本文 →
● ● ● ●

2017
09
株式会社サンレー

 代表取締役社長

  佐久間庸和

ご先祖さまを大切にすれば、

 仕事も人生も好転する!

●お盆とお彼岸
 この8月のお盆には、みなさんはお墓参りに行きましたか。そして9月はお彼岸の季節です。20日に彼岸入り、23日が「秋分の日」で、26日が彼岸明けです。彼岸は浄土思想に由来します。
 阿弥陀如来が治める極楽浄土(西方浄土ともいう)は、西方の遥か彼方にあると考えられていました。そのため、真西に太陽が沈む春分・秋分の日は夕日が極楽浄土への「道しるべ」となると考えられていたのです。
 極楽浄土への道を「白道(びゃくどう)」といい、信じて進めば、必ず極楽浄土に至るという信仰が生まれ、現在に至っています。お彼岸は春分、秋分の日に当たり、昼夜の長さが等しくなることから釈迦の教えである偏りのない考え方「中道(ちゅうどう)」を表すとも言われています。本来の意味は、煩悩を脱した悟りの境地のことです。

●「おかげさまで」という考え方
 三途の川をはさんで、こちら側(人間)の世界を此岸(しがん)と呼び、向こう側(仏様)の世界を彼岸(ひがん)と呼びます。お彼岸の間、仏壇を美しく整え、花、供物を供え、線香、灯明をあげ、お参りします。お墓参りはお盆、春秋のお彼岸、故人の命日、正月などに行うのが一般的ですが、それ以外の日にもできるだけお参りするのが望ましいとされます。

● ● ● ●

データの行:
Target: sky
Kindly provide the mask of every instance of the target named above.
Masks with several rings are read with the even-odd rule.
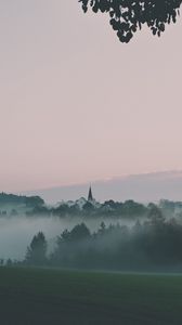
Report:
[[[0,191],[182,169],[181,27],[122,44],[77,0],[2,0]]]

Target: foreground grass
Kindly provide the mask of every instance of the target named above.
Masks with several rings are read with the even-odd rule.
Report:
[[[182,324],[182,276],[0,268],[0,323]]]

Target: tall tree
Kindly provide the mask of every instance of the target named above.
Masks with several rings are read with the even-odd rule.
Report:
[[[128,43],[142,25],[160,36],[166,24],[176,23],[182,0],[79,0],[83,12],[109,14],[109,23],[121,42]]]
[[[25,258],[28,264],[43,265],[47,261],[47,240],[42,232],[34,236]]]

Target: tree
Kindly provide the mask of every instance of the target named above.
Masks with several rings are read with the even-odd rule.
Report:
[[[138,29],[146,24],[153,35],[160,36],[166,24],[177,22],[182,0],[79,0],[86,13],[109,14],[109,23],[121,42],[128,43]]]
[[[47,240],[42,232],[34,236],[27,248],[26,262],[32,265],[42,265],[47,261]]]

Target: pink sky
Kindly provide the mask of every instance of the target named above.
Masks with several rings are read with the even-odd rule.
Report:
[[[182,23],[121,44],[77,0],[0,3],[0,191],[182,169]]]

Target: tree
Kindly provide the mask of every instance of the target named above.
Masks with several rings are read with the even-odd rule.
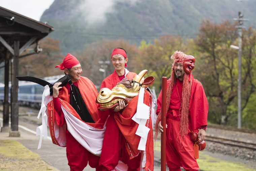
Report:
[[[107,76],[113,73],[114,68],[111,61],[111,53],[115,48],[121,47],[125,50],[129,61],[127,68],[133,72],[134,66],[132,61],[138,57],[138,49],[135,44],[131,44],[123,39],[104,40],[92,44],[89,47],[77,53],[76,56],[81,62],[84,75],[90,79],[94,83],[99,86],[104,75]],[[99,61],[103,61],[100,63]],[[105,61],[108,61],[106,63]],[[104,73],[99,71],[100,68],[105,70]]]
[[[52,38],[46,38],[42,40],[39,44],[42,51],[21,58],[20,75],[42,78],[63,74],[63,71],[54,68],[62,62],[64,57],[60,53],[59,44],[58,40]],[[32,46],[31,48],[34,48]]]
[[[157,95],[161,88],[162,77],[169,77],[171,62],[171,55],[176,50],[186,51],[188,49],[180,37],[166,35],[156,39],[154,44],[146,45],[142,42],[140,46],[139,57],[132,61],[136,70],[140,69],[148,71],[148,75],[155,77],[154,86]]]
[[[219,24],[203,21],[195,40],[201,52],[201,63],[197,66],[201,74],[198,79],[204,85],[208,98],[209,118],[220,124],[226,124],[237,113],[237,52],[229,47],[237,41],[235,25],[228,21]],[[249,46],[246,45],[245,37],[242,62],[243,109],[252,91],[254,91],[252,78],[250,76],[253,73],[254,66],[250,63],[251,57],[245,56],[246,53],[252,53],[245,47]],[[249,76],[245,77],[245,74]]]

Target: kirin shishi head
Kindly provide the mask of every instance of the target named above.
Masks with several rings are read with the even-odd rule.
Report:
[[[96,102],[100,104],[100,109],[105,111],[113,109],[119,105],[119,101],[123,100],[126,104],[139,94],[141,87],[146,88],[153,83],[154,77],[144,76],[148,72],[144,70],[135,76],[133,80],[122,81],[112,90],[104,88],[100,90]]]

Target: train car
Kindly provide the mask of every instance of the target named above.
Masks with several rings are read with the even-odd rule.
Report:
[[[53,84],[65,75],[55,76],[43,79]],[[10,100],[11,84],[9,84],[9,102]],[[28,81],[19,81],[18,90],[18,101],[20,105],[38,108],[41,106],[42,94],[44,88],[37,84]],[[0,84],[0,102],[3,102],[4,84]]]

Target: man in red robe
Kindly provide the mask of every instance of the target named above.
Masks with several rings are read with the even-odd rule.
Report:
[[[167,81],[166,157],[170,170],[199,169],[190,139],[191,132],[198,132],[199,141],[205,136],[208,104],[201,83],[194,79],[194,56],[176,51],[171,56],[174,60],[171,77]],[[156,136],[163,132],[161,125],[162,91],[157,99],[158,115]]]
[[[104,121],[101,124],[96,123],[99,121],[97,104],[95,102],[98,92],[90,80],[81,76],[83,71],[80,62],[71,54],[67,54],[63,62],[57,67],[64,70],[65,74],[70,75],[72,83],[71,85],[68,83],[59,87],[62,83],[59,82],[53,86],[53,100],[48,103],[47,108],[53,142],[66,147],[71,171],[83,170],[88,163],[96,168],[96,171],[100,170],[100,152],[97,152],[100,151],[101,144],[99,145],[100,149],[95,150],[91,145],[94,142],[82,139],[83,136],[87,136],[88,133],[82,132],[79,135],[77,133],[80,131],[79,127],[77,126],[80,124],[84,127],[85,124],[83,124],[85,123],[86,125],[89,125],[88,130],[92,129],[90,125],[93,127],[103,127]],[[59,128],[59,131],[56,128]],[[100,144],[99,141],[102,141],[97,138],[96,140],[95,143],[99,142]]]
[[[103,80],[101,89],[107,88],[111,90],[121,81],[132,80],[137,75],[129,72],[125,68],[127,65],[128,58],[124,49],[120,48],[114,49],[111,55],[111,61],[115,70],[113,74]],[[127,165],[128,170],[137,170],[140,164],[141,154],[139,153],[136,154],[135,156],[132,156],[131,152],[128,153],[126,147],[126,140],[118,125],[122,126],[122,119],[118,116],[122,116],[120,114],[122,111],[121,110],[128,104],[126,104],[124,101],[119,101],[119,105],[114,110],[107,111],[109,112],[109,117],[106,121],[99,164],[103,171],[110,171],[114,170],[119,161],[121,161]],[[132,105],[131,103],[130,104]],[[128,105],[130,106],[130,104]],[[133,122],[135,123],[131,119],[128,119],[127,120],[129,121],[129,122],[126,123],[126,128],[130,128],[130,130],[132,127],[132,123]]]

● ● ● ●

練習問題 →
お彼岸についての本文を読み、次の問いに答えなさい。
(a) 9月のお彼岸で、彼岸入りは何日か。
(b) 極楽浄土への道は何と呼ばれるか。
(c) 三途の川をはさんで、こちら側(人間)の世界は何と呼ばれるか。

解答 →
(a) 20日
(b) 白道(びゃくどう)
(c) 此岸(しがん)